**PROBLEM TO WORK ON**
Set out each line of the material below as a Markdown table with two columns, Row and Line. Put the row number under Row and the line under Line, and skip any blank lines.

**DATA SHOWN**
[start]
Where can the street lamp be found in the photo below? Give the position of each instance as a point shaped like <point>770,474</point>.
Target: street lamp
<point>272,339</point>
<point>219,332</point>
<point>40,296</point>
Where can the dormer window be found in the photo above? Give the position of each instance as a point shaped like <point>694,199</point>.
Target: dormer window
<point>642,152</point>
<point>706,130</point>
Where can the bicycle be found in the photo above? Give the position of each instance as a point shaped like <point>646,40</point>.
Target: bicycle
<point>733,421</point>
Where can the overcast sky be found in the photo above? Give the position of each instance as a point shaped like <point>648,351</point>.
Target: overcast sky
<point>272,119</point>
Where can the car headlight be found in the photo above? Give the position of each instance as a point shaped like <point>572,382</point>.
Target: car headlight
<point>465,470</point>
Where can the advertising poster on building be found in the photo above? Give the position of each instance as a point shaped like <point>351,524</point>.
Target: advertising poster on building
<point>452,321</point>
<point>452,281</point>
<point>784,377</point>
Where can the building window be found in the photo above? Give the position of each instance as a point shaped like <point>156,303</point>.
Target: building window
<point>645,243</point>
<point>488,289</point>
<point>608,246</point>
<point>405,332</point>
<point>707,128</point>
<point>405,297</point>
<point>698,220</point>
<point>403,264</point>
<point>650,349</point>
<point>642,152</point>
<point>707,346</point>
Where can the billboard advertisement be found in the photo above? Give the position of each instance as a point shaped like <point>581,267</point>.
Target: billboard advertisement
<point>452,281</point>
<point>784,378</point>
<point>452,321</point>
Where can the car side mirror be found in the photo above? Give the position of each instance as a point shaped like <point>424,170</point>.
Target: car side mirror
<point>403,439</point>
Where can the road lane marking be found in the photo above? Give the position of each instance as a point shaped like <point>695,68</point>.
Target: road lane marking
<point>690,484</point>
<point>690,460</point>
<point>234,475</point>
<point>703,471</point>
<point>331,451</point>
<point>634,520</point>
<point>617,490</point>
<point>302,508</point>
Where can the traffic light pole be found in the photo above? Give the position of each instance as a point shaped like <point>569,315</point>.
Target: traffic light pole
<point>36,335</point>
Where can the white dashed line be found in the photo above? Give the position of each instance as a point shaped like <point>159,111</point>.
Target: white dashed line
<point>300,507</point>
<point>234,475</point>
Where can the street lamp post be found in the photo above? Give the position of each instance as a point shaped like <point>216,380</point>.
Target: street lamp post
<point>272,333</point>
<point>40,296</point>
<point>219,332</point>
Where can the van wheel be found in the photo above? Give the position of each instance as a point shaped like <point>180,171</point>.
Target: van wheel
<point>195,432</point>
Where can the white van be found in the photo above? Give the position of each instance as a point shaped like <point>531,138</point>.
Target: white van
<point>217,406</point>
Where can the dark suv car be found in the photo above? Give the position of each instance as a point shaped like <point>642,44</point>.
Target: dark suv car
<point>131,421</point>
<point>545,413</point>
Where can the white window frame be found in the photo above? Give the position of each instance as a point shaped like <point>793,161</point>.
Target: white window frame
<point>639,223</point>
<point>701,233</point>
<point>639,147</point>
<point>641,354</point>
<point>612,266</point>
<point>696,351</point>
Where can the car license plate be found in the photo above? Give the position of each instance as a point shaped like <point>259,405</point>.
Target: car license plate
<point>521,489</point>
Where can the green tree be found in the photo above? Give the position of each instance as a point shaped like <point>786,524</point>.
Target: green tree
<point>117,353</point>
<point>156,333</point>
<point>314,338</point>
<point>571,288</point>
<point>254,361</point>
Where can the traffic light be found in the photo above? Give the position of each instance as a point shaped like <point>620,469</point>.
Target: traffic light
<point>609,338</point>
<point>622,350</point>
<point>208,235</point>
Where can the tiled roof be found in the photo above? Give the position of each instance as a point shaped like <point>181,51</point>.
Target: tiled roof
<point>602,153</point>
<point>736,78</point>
[end]
**FULL SOLUTION**
| Row | Line |
|---|---|
| 1 | Where can the street lamp be found in the photo below? Give the position of each instance as a point shaped like <point>770,474</point>. |
| 2 | Target: street lamp |
| 3 | <point>272,339</point> |
| 4 | <point>219,332</point> |
| 5 | <point>40,296</point> |
| 6 | Where can the dormer window be found in the photo above? Give the position of each instance as a point shaped like <point>694,199</point>. |
| 7 | Target: dormer window |
| 8 | <point>642,152</point> |
| 9 | <point>706,130</point> |
| 10 | Where can the bicycle be found in the photo above? Give the position of each instance as a point shaped like <point>646,40</point>. |
| 11 | Target: bicycle |
| 12 | <point>733,421</point> |
| 13 | Where can the overcast sky be found in the photo above? Give the position of each instance as a point shaped like <point>648,351</point>. |
| 14 | Target: overcast sky |
| 15 | <point>272,119</point> |
| 16 | Where can the car headlight be found in the photo above? Give the position of each instance as a point shaped like <point>572,382</point>. |
| 17 | Target: car headlight |
| 18 | <point>465,470</point> |
| 19 | Where can the advertising poster on building be found in the photo above? Give the position of each instance as a point shaped like <point>351,524</point>. |
| 20 | Target: advertising poster on building |
| 21 | <point>452,321</point> |
| 22 | <point>452,281</point> |
| 23 | <point>784,377</point> |
| 24 | Where can the building window be found in the photo above? Give the position of each instance as a point shaped like <point>156,303</point>. |
| 25 | Target: building window |
| 26 | <point>645,243</point> |
| 27 | <point>488,289</point> |
| 28 | <point>608,246</point> |
| 29 | <point>405,332</point> |
| 30 | <point>707,128</point> |
| 31 | <point>405,297</point> |
| 32 | <point>698,220</point> |
| 33 | <point>403,264</point> |
| 34 | <point>650,349</point> |
| 35 | <point>642,152</point> |
| 36 | <point>707,346</point> |
| 37 | Where can the billboard advertisement be found in the photo above? Give the position of each instance as a point shaped like <point>581,267</point>. |
| 38 | Target: billboard advertisement |
| 39 | <point>452,281</point> |
| 40 | <point>784,378</point> |
| 41 | <point>452,321</point> |
| 42 | Where can the car side mirror be found in the photo above? Give the position of each instance as a point shaped like <point>424,170</point>. |
| 43 | Target: car side mirror |
| 44 | <point>403,439</point> |
| 45 | Where can the road lane marking be found in the photo above? Give the position of each instance as a point shaped like <point>695,68</point>. |
| 46 | Target: road lane marking |
| 47 | <point>690,484</point> |
| 48 | <point>690,460</point> |
| 49 | <point>234,475</point> |
| 50 | <point>703,471</point> |
| 51 | <point>331,451</point> |
| 52 | <point>634,520</point> |
| 53 | <point>617,490</point> |
| 54 | <point>302,508</point> |
| 55 | Where can the traffic light pole be found in the photo above? Give the position of each instance as a point shaped like <point>569,315</point>. |
| 56 | Target: traffic light pole |
| 57 | <point>36,335</point> |
| 58 | Where can the white dashed line be found in the photo above? Give the position of each instance as a point shaped like <point>159,111</point>. |
| 59 | Target: white dashed line |
| 60 | <point>300,507</point> |
| 61 | <point>234,475</point> |
| 62 | Where can the street lamp post be found in the photo above? Give the position of each instance as a point shaped like <point>216,380</point>. |
| 63 | Target: street lamp post |
| 64 | <point>272,333</point> |
| 65 | <point>40,296</point> |
| 66 | <point>219,332</point> |
| 67 | Where can the van wheel be found in the photo above? Give the position of each instance as a point shaped like <point>180,171</point>. |
| 68 | Target: van wheel |
| 69 | <point>195,432</point> |
| 70 | Where can the white van be found in the photo above? Give the position of each instance as a point shaped like <point>531,138</point>. |
| 71 | Target: white van |
| 72 | <point>217,406</point> |
| 73 | Where can the dark suv car be found in the photo above? Give the position of each instance as a point shaped like <point>642,44</point>. |
| 74 | Target: dark suv car |
| 75 | <point>131,421</point> |
| 76 | <point>545,413</point> |
| 77 | Where can the white window frame be found in the photo above? Give the position of each instance as a point shaped like <point>793,161</point>. |
| 78 | Target: white window frame |
| 79 | <point>639,223</point> |
| 80 | <point>701,233</point> |
| 81 | <point>639,147</point> |
| 82 | <point>641,354</point> |
| 83 | <point>612,266</point> |
| 84 | <point>696,351</point> |
| 85 | Where can the car license plate be found in the photo above? Give the position of each instance as a point shaped like <point>259,405</point>. |
| 86 | Target: car license plate |
| 87 | <point>521,489</point> |
| 88 | Where can the green tree be found in the photo above? Give the position of each instance as a point shaped like <point>786,524</point>. |
| 89 | Target: green tree |
| 90 | <point>117,353</point> |
| 91 | <point>156,333</point> |
| 92 | <point>314,338</point> |
| 93 | <point>571,288</point> |
| 94 | <point>254,361</point> |
| 95 | Where can the traffic light be found in the photo above? Give the position of each instance as a point shaped like <point>620,469</point>. |
| 96 | Target: traffic light |
| 97 | <point>609,338</point> |
| 98 | <point>622,350</point> |
| 99 | <point>208,235</point> |
| 100 | Where can the tiled roof be found in the photo above? Give the position of each instance as a point shaped like <point>181,51</point>. |
| 101 | Target: tiled roof |
| 102 | <point>602,153</point> |
| 103 | <point>736,78</point> |